### Task details
Whenever a line in the records below holds the string "emblem", copy it out.

Stored data entries
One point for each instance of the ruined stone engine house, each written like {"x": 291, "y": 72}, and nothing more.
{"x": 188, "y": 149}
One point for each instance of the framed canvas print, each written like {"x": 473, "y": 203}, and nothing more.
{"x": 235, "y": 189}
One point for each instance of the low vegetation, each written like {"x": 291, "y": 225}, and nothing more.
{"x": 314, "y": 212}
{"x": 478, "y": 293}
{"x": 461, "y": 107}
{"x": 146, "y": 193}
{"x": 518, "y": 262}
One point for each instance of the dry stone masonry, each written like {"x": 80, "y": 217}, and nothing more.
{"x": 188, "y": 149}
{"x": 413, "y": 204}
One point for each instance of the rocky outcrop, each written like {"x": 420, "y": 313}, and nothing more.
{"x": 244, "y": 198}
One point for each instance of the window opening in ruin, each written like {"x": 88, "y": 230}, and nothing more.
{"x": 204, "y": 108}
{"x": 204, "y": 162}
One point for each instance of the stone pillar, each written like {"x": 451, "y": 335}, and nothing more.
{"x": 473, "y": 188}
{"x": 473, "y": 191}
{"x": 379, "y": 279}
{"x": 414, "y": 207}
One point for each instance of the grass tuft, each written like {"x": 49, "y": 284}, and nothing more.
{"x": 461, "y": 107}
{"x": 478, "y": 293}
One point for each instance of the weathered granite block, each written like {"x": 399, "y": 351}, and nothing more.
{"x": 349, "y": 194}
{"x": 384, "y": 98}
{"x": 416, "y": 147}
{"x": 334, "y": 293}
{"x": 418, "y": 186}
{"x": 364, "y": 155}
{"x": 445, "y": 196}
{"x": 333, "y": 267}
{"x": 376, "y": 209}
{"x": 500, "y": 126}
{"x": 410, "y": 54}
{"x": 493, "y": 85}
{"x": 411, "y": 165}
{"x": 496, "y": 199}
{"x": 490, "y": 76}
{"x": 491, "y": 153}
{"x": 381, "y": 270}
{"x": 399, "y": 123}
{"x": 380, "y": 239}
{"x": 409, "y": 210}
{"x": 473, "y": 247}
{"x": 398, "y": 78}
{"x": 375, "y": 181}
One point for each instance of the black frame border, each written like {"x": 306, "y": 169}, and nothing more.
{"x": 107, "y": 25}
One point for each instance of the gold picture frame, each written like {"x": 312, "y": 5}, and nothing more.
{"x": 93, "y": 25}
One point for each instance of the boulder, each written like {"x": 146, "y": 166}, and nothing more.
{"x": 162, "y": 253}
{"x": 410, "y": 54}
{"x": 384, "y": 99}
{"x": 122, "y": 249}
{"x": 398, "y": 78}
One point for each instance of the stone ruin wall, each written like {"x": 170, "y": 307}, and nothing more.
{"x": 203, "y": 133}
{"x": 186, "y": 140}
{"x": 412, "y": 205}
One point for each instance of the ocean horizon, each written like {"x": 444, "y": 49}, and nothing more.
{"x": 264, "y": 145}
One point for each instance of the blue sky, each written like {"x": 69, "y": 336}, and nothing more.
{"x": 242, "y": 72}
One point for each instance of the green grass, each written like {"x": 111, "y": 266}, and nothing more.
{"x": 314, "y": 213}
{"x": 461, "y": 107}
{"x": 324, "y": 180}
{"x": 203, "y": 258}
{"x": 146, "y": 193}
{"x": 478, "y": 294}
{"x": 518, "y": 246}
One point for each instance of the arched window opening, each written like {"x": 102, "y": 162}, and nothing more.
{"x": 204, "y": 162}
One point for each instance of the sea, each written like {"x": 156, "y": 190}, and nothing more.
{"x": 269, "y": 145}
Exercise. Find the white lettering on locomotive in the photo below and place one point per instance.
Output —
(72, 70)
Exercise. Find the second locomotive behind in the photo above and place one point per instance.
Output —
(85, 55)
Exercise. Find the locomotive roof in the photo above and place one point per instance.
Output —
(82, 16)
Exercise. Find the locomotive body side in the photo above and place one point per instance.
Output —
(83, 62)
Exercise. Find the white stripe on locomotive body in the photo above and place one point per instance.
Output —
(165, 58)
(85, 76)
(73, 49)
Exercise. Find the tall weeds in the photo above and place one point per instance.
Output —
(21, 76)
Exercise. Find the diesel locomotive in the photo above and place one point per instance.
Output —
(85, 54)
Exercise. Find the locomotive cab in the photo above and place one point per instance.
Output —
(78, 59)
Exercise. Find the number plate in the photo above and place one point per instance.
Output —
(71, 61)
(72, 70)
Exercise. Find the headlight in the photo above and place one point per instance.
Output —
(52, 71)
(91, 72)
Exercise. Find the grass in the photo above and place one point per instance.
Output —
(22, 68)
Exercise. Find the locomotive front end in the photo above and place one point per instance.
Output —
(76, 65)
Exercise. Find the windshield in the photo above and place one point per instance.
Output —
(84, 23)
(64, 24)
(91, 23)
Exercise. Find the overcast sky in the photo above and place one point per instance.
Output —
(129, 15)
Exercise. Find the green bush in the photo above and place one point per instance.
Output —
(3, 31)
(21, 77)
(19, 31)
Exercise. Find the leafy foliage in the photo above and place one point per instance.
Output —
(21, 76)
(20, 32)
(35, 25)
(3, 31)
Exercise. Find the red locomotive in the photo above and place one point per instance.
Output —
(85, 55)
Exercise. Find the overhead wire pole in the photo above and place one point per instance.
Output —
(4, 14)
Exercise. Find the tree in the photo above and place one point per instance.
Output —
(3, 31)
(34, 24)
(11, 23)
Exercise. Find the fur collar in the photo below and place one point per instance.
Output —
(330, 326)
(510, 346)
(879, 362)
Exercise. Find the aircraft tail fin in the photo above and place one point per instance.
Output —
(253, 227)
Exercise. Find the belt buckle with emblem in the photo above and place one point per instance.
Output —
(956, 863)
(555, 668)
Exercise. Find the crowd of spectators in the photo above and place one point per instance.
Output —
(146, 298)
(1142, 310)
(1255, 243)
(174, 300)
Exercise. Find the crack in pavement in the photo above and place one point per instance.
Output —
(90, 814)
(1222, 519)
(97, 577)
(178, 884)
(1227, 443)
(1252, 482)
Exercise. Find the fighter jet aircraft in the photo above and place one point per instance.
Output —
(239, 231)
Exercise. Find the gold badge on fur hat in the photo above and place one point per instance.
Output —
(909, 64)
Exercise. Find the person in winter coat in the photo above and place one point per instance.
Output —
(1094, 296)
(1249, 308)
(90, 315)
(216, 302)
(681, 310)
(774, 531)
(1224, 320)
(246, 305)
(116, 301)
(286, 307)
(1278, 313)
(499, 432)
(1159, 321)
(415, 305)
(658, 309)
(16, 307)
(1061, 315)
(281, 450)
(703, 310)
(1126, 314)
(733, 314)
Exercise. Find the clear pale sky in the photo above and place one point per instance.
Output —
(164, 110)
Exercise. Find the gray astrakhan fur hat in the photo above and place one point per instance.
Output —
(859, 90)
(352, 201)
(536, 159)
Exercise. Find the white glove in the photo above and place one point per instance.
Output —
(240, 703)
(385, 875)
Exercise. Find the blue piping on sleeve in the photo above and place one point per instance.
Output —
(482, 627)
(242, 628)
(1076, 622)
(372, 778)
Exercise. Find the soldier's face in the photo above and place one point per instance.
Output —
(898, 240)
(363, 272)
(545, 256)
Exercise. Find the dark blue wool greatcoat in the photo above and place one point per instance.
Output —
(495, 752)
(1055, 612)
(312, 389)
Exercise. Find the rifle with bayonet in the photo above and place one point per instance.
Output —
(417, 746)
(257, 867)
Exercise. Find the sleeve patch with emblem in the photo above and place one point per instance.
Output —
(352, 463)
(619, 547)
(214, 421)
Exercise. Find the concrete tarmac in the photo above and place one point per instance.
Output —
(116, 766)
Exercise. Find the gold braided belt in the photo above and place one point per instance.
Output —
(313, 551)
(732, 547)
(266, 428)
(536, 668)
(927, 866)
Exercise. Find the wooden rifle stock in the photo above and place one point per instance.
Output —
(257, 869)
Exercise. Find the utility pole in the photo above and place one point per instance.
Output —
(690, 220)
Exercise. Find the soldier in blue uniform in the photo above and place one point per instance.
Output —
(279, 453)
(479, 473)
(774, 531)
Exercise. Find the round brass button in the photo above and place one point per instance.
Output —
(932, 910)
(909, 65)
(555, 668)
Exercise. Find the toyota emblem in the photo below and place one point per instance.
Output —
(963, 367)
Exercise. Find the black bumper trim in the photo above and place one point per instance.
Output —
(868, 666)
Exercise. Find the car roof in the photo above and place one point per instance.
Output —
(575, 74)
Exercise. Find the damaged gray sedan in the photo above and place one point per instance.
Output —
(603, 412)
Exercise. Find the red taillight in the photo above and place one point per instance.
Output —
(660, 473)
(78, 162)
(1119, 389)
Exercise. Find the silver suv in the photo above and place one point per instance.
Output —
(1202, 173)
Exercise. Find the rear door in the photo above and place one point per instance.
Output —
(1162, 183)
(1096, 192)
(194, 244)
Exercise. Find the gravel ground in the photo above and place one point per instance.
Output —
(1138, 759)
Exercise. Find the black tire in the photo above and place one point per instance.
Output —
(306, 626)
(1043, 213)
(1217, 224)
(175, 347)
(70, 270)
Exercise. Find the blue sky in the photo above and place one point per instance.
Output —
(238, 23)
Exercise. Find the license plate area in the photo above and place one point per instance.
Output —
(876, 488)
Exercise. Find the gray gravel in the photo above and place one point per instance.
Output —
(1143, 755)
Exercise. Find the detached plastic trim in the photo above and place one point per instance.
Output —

### Expected output
Exercise. Find the belt buckle with emblem in the photo above and place one point per instance.
Exercise. Find the sleeve patch with emblem in the photo above and place one point per instance.
Exercise. Find the toyota emblem in the photo below and place one point per instance.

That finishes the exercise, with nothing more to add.